Data supplied: Begin

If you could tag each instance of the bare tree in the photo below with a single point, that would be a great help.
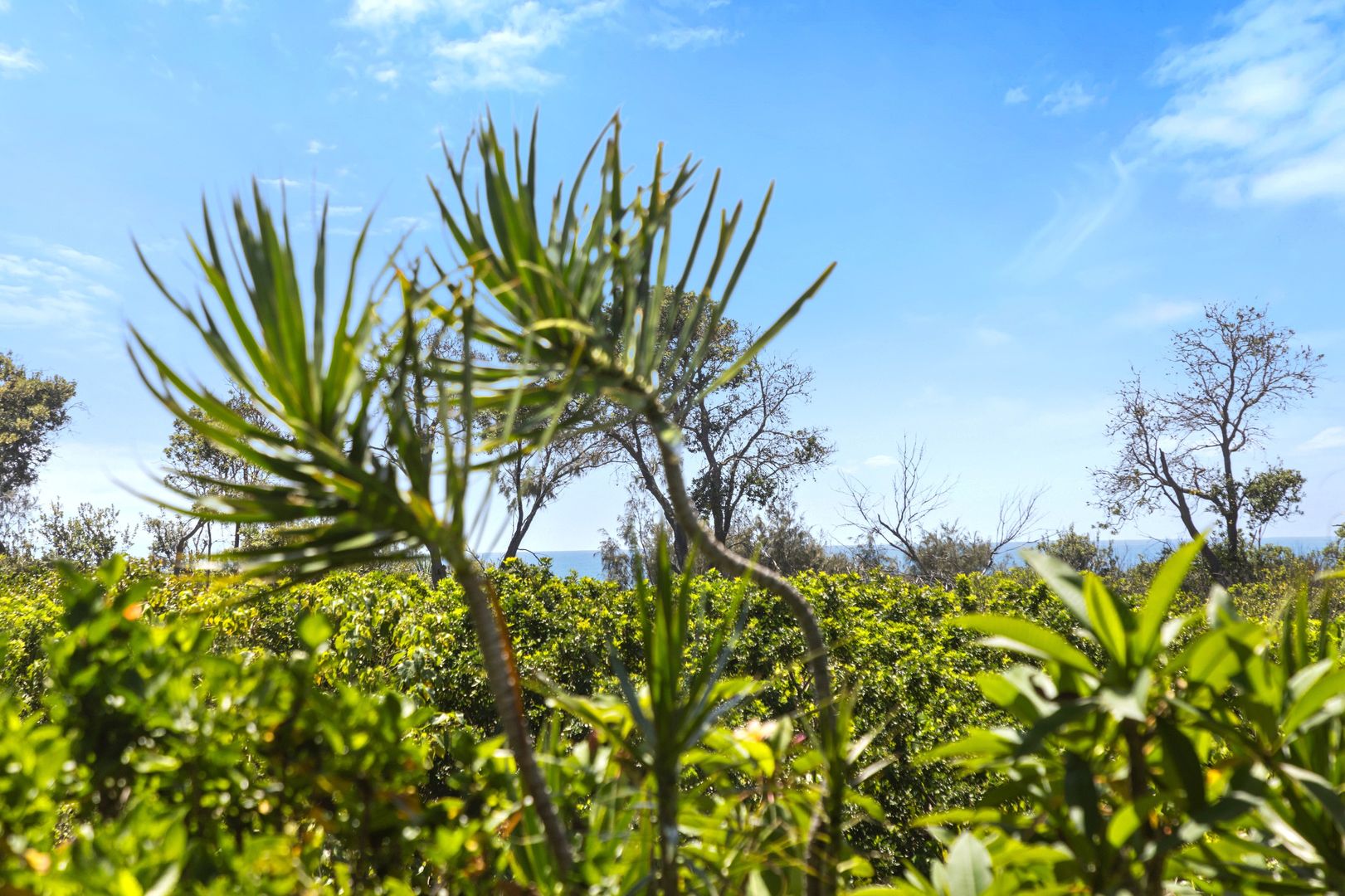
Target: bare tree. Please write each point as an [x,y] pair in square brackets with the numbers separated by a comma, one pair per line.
[532,480]
[741,437]
[937,551]
[1180,448]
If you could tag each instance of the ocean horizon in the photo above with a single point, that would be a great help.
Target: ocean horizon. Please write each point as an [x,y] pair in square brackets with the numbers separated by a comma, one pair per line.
[1128,552]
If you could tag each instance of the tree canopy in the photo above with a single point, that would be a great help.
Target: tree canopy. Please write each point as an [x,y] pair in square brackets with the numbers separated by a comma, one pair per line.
[1182,447]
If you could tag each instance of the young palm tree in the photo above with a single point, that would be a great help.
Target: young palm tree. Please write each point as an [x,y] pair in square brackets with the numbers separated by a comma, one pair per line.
[582,305]
[577,314]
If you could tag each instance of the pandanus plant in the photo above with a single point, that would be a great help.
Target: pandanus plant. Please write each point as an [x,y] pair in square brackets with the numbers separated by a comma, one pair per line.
[582,318]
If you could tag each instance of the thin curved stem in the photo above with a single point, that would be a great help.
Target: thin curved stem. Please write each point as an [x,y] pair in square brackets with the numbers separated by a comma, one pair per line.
[502,677]
[823,841]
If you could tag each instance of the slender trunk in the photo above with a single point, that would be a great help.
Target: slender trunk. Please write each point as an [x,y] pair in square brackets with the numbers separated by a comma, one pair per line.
[1188,519]
[521,526]
[179,560]
[669,796]
[502,677]
[436,567]
[823,842]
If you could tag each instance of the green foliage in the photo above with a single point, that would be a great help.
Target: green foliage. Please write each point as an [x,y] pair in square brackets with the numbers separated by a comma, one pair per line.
[86,537]
[1157,761]
[32,408]
[908,670]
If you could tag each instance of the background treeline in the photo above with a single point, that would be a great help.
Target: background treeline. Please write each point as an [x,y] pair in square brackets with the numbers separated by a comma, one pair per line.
[315,723]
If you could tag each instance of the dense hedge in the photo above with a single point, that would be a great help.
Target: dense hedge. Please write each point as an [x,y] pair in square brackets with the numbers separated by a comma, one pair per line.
[907,670]
[908,673]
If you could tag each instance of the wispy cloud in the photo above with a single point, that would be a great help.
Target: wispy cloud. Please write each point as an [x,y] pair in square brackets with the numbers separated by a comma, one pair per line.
[17,62]
[990,337]
[509,56]
[682,37]
[1332,437]
[1068,97]
[468,45]
[1256,114]
[1152,311]
[1079,214]
[390,14]
[290,183]
[51,285]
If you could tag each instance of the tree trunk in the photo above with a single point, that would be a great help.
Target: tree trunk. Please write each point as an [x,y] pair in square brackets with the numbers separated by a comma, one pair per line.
[823,841]
[1211,558]
[502,677]
[436,567]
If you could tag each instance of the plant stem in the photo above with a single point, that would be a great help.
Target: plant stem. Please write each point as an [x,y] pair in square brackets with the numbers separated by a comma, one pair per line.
[822,841]
[502,675]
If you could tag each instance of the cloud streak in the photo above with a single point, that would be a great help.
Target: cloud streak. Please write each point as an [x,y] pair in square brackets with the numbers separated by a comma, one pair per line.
[1067,99]
[17,62]
[684,38]
[1258,112]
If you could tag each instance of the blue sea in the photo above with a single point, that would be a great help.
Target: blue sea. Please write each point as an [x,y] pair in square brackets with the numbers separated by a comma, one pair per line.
[1128,551]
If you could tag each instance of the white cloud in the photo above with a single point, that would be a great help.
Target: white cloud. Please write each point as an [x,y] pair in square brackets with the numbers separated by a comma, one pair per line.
[1328,439]
[56,288]
[990,337]
[381,14]
[1156,313]
[290,183]
[1258,112]
[507,56]
[476,45]
[1078,217]
[1068,97]
[681,38]
[15,64]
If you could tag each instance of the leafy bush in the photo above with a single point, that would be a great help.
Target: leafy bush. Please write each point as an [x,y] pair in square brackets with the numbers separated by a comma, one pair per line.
[1158,762]
[908,670]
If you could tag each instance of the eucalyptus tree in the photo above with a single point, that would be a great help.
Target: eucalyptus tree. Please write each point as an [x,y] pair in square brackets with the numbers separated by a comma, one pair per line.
[571,311]
[191,456]
[744,448]
[584,307]
[1182,448]
[908,521]
[32,409]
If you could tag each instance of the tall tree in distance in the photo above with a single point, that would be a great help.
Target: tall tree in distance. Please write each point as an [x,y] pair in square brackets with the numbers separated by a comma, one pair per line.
[532,480]
[741,439]
[32,409]
[202,467]
[1182,448]
[935,549]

Data supplied: End

## Problem to work on:
Print out every entry above without changing a word, and leave out the pictures.

## Worked solution:
If you could tag each instance of the bare tree in the photo below with a single point, that would be a great help.
Target: bare tree. Please write each point as an [x,y] pair in square brackets with the numbers separated by a comma, one pair per line.
[532,480]
[741,437]
[937,551]
[1180,448]
If you could tag each instance of the ocean horizon in the photo above with a single point, that would be a great help.
Target: ocean horizon. Please write each point as an [x,y] pair in square brackets with the numbers separated by a comma, one pair per line.
[1128,552]
If you could tag each instance of the tree canopy in the photo above with a single point, that would be a great help.
Target: tree canopy. Please write each point as an [x,y] pair in square brackets with the numbers separated by a comma, one pair per line.
[1182,447]
If you could tag each instance of the young palm tree in the photo above with a single point, that would be a great help.
Target: young palm tree. Please write each point as an [x,y] pair in square brackets with the numbers separated by a comma, one pair per line.
[582,305]
[577,314]
If you could tag each instance of the pandanus plant in the photo above with a single point, that would be a great help.
Target: pandanus plant. Please write each point as an [x,y] pair in square brackets with the numbers separated by a comma, one pair per line.
[582,318]
If you could tag each instance of the thin curved stem in the photo above with a single point, that would be a great help.
Target: thin curved stem. Please write each point as an [x,y] pair in square brackets with the numbers separated by a comma, one pair per line.
[502,677]
[823,841]
If you could tag each instance of the slender trunk in the photo above with a single point, that would be a great help.
Target: slender trunk. Please write each point as an [x,y] pair in square brackets with the numbers separated by a comma, one pair per line.
[1188,519]
[521,526]
[179,560]
[669,796]
[502,677]
[436,567]
[823,842]
If you could tag each instance of the green foliage in the photo above with a single point, that would be a great help.
Target: green foliage. Please write each point as an [x,y] pair in square brackets with the numbers separated by a comma, one pair per line.
[86,537]
[1157,761]
[32,408]
[908,670]
If you could tag each instance of the background treeline in the photo above with a single point, that would be a great help.
Target: background treeline. Please write each point as an [x,y] pair in square brackets with the numbers separated by a comma, one pair per line.
[315,723]
If you could tag each instance of the dense hedge in the photo above with a single point, that would be a great help.
Target: dense hedge. Please write each point as an [x,y] pair in square brackets with the numbers separated by a comma, one pair per line.
[907,670]
[908,673]
If you could tag each instance of the wispy cloud in the photo above with a single point, that would be a great help.
Target: wispy cloud. Please write each point as an [x,y] pair in square brackets with the numbers separated by a comma, one pair per line.
[17,62]
[990,337]
[509,56]
[682,37]
[1332,437]
[1068,97]
[468,45]
[1256,114]
[1152,311]
[1079,214]
[390,14]
[290,183]
[51,285]
If you could tag each instance of the tree trunk in the photo above with a single point, that would be a great help.
Target: tree trunk. Please write each point as an [x,y] pair in square brackets with the numbers separated by a comma, one pair per line.
[823,841]
[1211,558]
[502,677]
[436,567]
If you could tag each instance of the plant stem in the photo above with a single point, that would be a great help.
Target: plant stem. Please write each point as an [x,y] pair in square brackets with the numbers separated by a comma, one pair per line.
[822,841]
[502,675]
If you could tag each instance of the cloud streak in the photo above with a single point, that would be a great help.
Target: cloud streak. Please write each point as an [x,y] pair in square brackets with the numbers separated by a comma, one pair per line.
[1067,99]
[17,62]
[684,38]
[1258,112]
If you could tag each instance of the blue sea in the photo above with a single point, that would be a great help.
Target: blue sea. Please write each point as an [x,y] pair in square brackets with the numbers separated by a comma, one pair per line.
[1128,551]
If you could tag each instance of the white cloud in the photo above with a single point, that would be a great help.
Target: white cloud. Please write each point as an [x,y] pair in square brackets with the numbers separated by a comma, one pair per line.
[1328,439]
[56,288]
[990,337]
[381,14]
[1156,313]
[290,183]
[1258,112]
[507,56]
[476,45]
[1078,217]
[1068,97]
[681,38]
[15,64]
If you could tag each instance of the leafy bush in the photo above with a single point, that would be a great help.
Target: leafy bush. Please write each point as an [x,y] pair in square brackets with the numbers separated by a comma, one pair per line.
[1158,762]
[908,670]
If you could tag each instance of the eucalyptus tree in the photo above with a single point, that would be a great help.
Target: eucalyptus tree. Please write each point as an [x,y] pair in square brackets with the numbers separated by a comma, one pair per line.
[571,311]
[191,456]
[744,448]
[584,307]
[1182,448]
[908,521]
[32,409]
If you could tag each instance of the tall tree in distance in the photo above with a single point, that would be a great help.
Target: tall tree in distance. Please write each point as an [x,y] pair in square brackets with the numbers separated by a comma, one pair per line.
[532,480]
[741,439]
[32,409]
[202,467]
[1182,448]
[935,549]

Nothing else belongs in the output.